(Dataset items)

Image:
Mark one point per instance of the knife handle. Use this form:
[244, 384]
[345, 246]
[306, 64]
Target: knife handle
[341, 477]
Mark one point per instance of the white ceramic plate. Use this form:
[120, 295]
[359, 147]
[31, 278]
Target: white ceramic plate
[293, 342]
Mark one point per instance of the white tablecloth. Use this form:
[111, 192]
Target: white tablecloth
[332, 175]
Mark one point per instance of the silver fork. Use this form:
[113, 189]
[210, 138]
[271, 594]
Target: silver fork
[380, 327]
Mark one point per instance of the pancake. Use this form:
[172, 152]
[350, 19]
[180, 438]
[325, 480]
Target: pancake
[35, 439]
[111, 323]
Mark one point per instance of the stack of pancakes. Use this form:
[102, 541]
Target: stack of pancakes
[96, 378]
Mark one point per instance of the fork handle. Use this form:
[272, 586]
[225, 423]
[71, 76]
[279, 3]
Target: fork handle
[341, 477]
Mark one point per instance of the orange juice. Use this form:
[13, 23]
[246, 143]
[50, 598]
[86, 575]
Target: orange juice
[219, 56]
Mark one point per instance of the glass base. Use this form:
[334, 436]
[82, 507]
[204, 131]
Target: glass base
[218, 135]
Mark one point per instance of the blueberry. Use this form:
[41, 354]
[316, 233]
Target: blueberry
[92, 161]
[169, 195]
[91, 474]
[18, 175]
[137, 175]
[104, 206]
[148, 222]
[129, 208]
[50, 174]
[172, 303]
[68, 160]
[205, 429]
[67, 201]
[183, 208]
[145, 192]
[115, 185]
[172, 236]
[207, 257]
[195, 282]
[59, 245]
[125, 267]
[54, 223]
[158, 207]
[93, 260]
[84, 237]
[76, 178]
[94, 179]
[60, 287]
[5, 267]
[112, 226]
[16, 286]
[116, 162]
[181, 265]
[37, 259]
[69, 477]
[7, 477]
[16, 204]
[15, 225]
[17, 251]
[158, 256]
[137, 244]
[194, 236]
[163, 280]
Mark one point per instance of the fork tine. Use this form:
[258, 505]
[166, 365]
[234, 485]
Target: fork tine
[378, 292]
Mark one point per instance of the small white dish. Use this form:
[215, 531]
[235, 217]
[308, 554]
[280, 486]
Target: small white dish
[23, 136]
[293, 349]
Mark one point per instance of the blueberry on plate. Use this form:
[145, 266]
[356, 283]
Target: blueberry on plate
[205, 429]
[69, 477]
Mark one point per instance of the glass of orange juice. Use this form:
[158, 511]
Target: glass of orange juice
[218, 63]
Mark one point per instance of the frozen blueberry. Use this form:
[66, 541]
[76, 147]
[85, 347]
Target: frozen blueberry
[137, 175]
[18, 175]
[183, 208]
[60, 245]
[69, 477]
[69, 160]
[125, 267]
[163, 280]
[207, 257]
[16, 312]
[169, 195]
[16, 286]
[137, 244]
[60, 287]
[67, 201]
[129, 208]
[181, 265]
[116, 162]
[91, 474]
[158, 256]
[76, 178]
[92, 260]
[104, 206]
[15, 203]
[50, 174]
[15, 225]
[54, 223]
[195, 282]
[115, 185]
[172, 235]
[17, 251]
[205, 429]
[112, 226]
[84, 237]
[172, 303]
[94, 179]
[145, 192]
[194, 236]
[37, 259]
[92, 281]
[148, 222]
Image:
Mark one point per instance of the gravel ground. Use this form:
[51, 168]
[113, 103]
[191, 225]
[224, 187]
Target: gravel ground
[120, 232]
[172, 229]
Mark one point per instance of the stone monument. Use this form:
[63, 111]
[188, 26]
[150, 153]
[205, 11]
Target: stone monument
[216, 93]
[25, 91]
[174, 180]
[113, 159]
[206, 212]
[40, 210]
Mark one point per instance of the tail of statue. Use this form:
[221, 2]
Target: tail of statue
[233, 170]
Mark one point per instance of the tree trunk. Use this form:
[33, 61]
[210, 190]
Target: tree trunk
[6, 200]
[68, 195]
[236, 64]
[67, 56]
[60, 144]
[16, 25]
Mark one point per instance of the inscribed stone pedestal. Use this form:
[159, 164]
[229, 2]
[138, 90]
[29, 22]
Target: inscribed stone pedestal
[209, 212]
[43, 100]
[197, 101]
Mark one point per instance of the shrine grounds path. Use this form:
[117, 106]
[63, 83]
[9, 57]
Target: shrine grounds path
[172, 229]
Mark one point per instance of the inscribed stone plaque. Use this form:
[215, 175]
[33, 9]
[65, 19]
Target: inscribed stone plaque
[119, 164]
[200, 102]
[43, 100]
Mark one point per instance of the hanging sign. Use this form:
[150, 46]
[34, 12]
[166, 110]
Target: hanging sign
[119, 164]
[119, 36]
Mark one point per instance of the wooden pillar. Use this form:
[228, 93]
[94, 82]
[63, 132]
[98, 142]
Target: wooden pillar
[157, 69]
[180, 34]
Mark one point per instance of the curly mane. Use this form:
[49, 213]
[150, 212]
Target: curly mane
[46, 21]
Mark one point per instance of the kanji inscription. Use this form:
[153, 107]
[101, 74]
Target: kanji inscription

### EXERCISE
All of the entries above must be transcribed exactly.

### RESPONSE AREA
Image:
Mark one point per instance of the knife handle. Use this form:
[244, 384]
[345, 246]
[306, 64]
Target: knife handle
[341, 477]
Mark one point per instance of the white ceramic plate. Use this form:
[120, 295]
[359, 147]
[31, 278]
Target: white ceramic plate
[293, 342]
Mark one point per instance of the white tablecloth. Use this form:
[111, 192]
Target: white tablecloth
[332, 175]
Mark one point per instance of the silver fork. Use this form:
[113, 189]
[210, 138]
[271, 594]
Target: silver fork
[380, 327]
Mark one point per instance of the pancake. Use this form:
[172, 152]
[350, 19]
[180, 438]
[325, 480]
Target: pancake
[35, 439]
[111, 323]
Mark one point per instance of the stack of pancakes. Use this form:
[102, 541]
Target: stack of pancakes
[96, 378]
Mark one point per instance of the fork handle. Use this form:
[272, 586]
[225, 423]
[71, 76]
[279, 3]
Target: fork handle
[341, 477]
Mark one point per instance of the orange juice. Use this form:
[13, 23]
[246, 143]
[50, 598]
[86, 575]
Target: orange juice
[219, 56]
Mark one point per instance of the glass base. Use this form:
[334, 436]
[82, 507]
[204, 131]
Target: glass base
[218, 135]
Mark one point per instance of the blueberry. Use this form:
[41, 354]
[316, 233]
Target: blueberry
[92, 161]
[169, 195]
[91, 474]
[18, 175]
[137, 175]
[104, 206]
[148, 222]
[129, 208]
[50, 174]
[172, 303]
[68, 160]
[205, 429]
[67, 201]
[183, 208]
[145, 192]
[115, 185]
[172, 236]
[207, 257]
[195, 282]
[59, 245]
[125, 267]
[54, 223]
[158, 207]
[93, 260]
[84, 237]
[76, 178]
[94, 179]
[60, 287]
[5, 267]
[112, 226]
[16, 286]
[116, 162]
[181, 265]
[37, 259]
[69, 477]
[7, 477]
[16, 204]
[15, 225]
[17, 251]
[158, 256]
[137, 244]
[194, 236]
[163, 280]
Mark one point per instance of the fork tine. Use this form:
[258, 505]
[166, 365]
[234, 485]
Target: fork tine
[378, 292]
Mark one point per instance of the small white dish. Use this form:
[215, 531]
[235, 217]
[308, 554]
[280, 486]
Target: small white dish
[23, 136]
[293, 349]
Mark one point per instance of the blueberry on plate. Use this form:
[145, 266]
[356, 283]
Target: blueberry on plate
[205, 429]
[69, 477]
Mark one point per instance of the glass of orange juice. Use this form:
[158, 511]
Target: glass of orange juice
[218, 63]
Mark one point per instance of the frozen blueberry. Use this form:
[66, 541]
[76, 147]
[85, 347]
Target: frozen blueberry
[137, 175]
[18, 175]
[183, 208]
[60, 245]
[69, 477]
[69, 160]
[125, 267]
[163, 280]
[207, 257]
[16, 312]
[169, 195]
[16, 286]
[137, 244]
[60, 287]
[67, 201]
[129, 208]
[181, 265]
[116, 162]
[91, 474]
[158, 256]
[76, 178]
[92, 260]
[104, 206]
[15, 203]
[50, 174]
[15, 225]
[54, 223]
[195, 282]
[115, 185]
[172, 235]
[17, 251]
[205, 429]
[112, 226]
[84, 237]
[172, 303]
[94, 179]
[145, 192]
[194, 236]
[37, 259]
[92, 281]
[148, 222]
Image:
Mark one point per instance of the gravel ground. Use this form:
[51, 168]
[113, 103]
[191, 225]
[224, 187]
Target: gravel ground
[120, 232]
[172, 229]
Mark one point per instance of the stone monument. Use this form:
[63, 111]
[188, 26]
[150, 153]
[205, 11]
Target: stone monument
[216, 93]
[25, 91]
[174, 180]
[113, 159]
[206, 212]
[40, 210]
Mark one point per instance of the tail of statue. Use this form:
[221, 2]
Target: tail of statue
[233, 170]
Mark one point per instance of the tree trunk. Use this form:
[33, 61]
[210, 190]
Target: tree trunk
[6, 200]
[68, 195]
[236, 64]
[67, 56]
[60, 144]
[16, 25]
Mark one point per instance of the inscribed stone pedestal. Use this form:
[159, 164]
[229, 2]
[138, 90]
[29, 22]
Target: inscribed stone pedestal
[209, 212]
[43, 100]
[197, 101]
Mark one point per instance of the shrine grounds path. Use this form:
[117, 106]
[63, 83]
[9, 57]
Target: shrine grounds path
[172, 229]
Mark one point per instance of the inscribed stone plaque. Use this form:
[215, 175]
[33, 9]
[65, 19]
Target: inscribed stone plaque
[119, 164]
[200, 102]
[43, 100]
Mark one point per instance of the hanging sign. Use this form:
[150, 46]
[34, 12]
[166, 110]
Target: hanging sign
[119, 164]
[119, 36]
Mark one point per instance of the wooden pillar. Use this form:
[228, 93]
[94, 82]
[63, 132]
[98, 142]
Target: wooden pillar
[157, 69]
[180, 34]
Mark one point per instance of the curly mane. Use this form:
[49, 213]
[150, 212]
Target: curly mane
[46, 21]
Mark one point per instance of the kanji inscription. Use this form:
[153, 107]
[101, 74]
Target: kanji inscription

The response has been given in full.